*** Opening PASSAGE ***

A dissertation submitted to the Faculty of Science, University of the
Witwatersrand, in fulfillment of the requirements for the degree Master of Science.
Johannesburg, 2017. / Multicomponent gas mixtures are inherently challenging to produce in the
laboratory because of matrix effects, boiling points and reactivity amongst other
factors. Therefore, methods must be continuously developed to control these
challenges. The purpose of this work was to study these complex gas mixtures to
improve their measurements with emphasis on the reduction of uncertainty. There
are three critical steps to be followed in gas metrology for primary reference gas
mixtures of the highest metrological level; purity analysis of source gases,
gravimetric preparation and verification/validation which includes stability testing.
Purity analysis of select source gases was quantified using various techniques. This
methodology incorporated the use of molar masses and their uncertainties in order
to obtain purity values for the chemical composition of gas mixtures. While many
preparation methods such as permeation and dynamic methods are available, a
static gravimetric method was used to prepare the complex stack and automotive
gas mixtures following International Standard Organisation: 6142-1. For the mole
fraction range of interest, four components (carbon dioxide, carbon monoxide,
sulphur dioxide and nitric oxide) excluding propane, were obtained from analysis
by non-dispersive spectroscopy techniques calibrated by several standard gas
mixtures of different mole fractions. Propane was analysed by a gas chromatograph
coupled with flame ionisation detection. Multipoint calibration was used to
evaluate the linearity or nonlinearity of the detector.

*** Closing PASSAGE ***
*** Opening EXCERPTED DATA ***

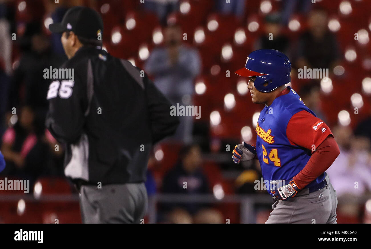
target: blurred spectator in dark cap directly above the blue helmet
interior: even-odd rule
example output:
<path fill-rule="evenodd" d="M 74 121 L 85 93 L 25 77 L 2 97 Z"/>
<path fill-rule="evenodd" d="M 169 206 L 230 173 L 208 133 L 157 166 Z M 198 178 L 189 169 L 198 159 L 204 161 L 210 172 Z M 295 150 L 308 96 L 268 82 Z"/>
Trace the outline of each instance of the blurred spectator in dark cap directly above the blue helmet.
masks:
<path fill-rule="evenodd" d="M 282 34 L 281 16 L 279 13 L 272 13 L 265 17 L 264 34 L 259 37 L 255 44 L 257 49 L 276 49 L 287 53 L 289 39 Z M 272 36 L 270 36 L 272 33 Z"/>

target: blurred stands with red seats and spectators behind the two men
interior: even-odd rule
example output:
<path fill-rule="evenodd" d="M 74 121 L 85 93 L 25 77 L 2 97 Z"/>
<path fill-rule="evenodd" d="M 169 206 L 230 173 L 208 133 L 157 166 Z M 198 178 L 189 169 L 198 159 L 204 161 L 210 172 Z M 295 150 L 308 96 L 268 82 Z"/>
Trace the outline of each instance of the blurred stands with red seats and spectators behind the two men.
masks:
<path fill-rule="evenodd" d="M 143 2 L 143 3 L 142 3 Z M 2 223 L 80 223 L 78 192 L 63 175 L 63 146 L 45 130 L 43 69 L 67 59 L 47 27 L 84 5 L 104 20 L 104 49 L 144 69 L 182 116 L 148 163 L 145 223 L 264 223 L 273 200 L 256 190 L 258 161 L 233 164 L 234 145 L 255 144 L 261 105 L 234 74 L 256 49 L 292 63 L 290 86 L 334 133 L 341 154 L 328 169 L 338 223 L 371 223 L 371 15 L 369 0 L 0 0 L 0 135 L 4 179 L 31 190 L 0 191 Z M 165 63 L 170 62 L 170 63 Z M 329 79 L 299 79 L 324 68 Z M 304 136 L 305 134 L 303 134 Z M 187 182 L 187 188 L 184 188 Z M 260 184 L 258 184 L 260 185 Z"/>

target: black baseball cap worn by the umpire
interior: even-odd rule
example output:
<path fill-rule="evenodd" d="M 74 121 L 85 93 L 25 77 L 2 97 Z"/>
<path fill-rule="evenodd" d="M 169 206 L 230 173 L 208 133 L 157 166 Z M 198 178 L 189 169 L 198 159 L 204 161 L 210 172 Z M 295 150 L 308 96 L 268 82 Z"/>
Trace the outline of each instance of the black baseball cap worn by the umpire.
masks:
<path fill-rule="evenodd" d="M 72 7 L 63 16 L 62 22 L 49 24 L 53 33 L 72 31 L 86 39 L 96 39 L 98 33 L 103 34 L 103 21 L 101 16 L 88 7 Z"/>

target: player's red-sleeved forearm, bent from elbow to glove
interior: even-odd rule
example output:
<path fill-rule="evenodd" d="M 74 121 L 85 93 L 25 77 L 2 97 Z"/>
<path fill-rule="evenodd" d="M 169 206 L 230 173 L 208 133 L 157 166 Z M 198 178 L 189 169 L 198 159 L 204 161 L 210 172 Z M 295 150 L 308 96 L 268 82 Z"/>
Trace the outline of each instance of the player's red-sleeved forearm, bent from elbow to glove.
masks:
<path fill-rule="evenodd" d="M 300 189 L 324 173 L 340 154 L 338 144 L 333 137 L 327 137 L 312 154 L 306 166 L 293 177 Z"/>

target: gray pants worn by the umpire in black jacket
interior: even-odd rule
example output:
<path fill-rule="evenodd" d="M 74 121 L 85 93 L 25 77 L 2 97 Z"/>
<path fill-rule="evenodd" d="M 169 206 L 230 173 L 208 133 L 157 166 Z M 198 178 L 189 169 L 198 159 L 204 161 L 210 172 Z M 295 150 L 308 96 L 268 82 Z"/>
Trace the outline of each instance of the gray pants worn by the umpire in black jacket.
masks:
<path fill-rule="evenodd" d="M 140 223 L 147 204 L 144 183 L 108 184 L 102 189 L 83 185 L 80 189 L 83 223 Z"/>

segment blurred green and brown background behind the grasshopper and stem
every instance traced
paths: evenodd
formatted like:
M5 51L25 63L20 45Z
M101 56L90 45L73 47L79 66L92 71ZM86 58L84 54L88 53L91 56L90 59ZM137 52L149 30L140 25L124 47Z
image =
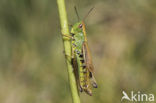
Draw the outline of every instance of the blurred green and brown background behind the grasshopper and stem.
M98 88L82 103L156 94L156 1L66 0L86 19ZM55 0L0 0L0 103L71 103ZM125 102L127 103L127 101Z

*** Closing EXCERPTED DATA ***

_PROBLEMS TO SOLVE_:
1) Do the following statements agree with the abstract on gas mixtures? Answer yes or no for each, quoting the words of the abstract that decide it.
(a) A static gravimetric method was used to prepare the stack and automotive gas mixtures.
(b) Propane was analysed by non-dispersive spectroscopy.
(c) The dissertation was submitted in 2018.
2) Please retype part of the abstract on gas mixtures, beginning at the words "Johannesburg, 2017. /" and stopping after the words "includes stability testing.".

_RESPONSES IN ORDER_:
1)
(a) Yes: "a static gravimetric method was used to prepare the complex stack and automotive gas mixtures"
(b) No: "Propane was analysed by a gas chromatograph coupled with flame ionisation detection."
(c) No: "Johannesburg, 2017."

2)
Johannesburg, 2017. / Multicomponent gas mixtures are inherently challenging to produce in the
laboratory because of matrix effects, boiling points and reactivity amongst other
factors. Therefore, methods must be continuously developed to control these
challenges. The purpose of this work was to study these complex gas mixtures to
improve their measurements with emphasis on the reduction of uncertainty. There
are three critical steps to be followed in gas metrology for primary reference gas
mixtures of the highest metrological level; purity analysis of source gases,
gravimetric preparation and verification/validation which includes stability testing.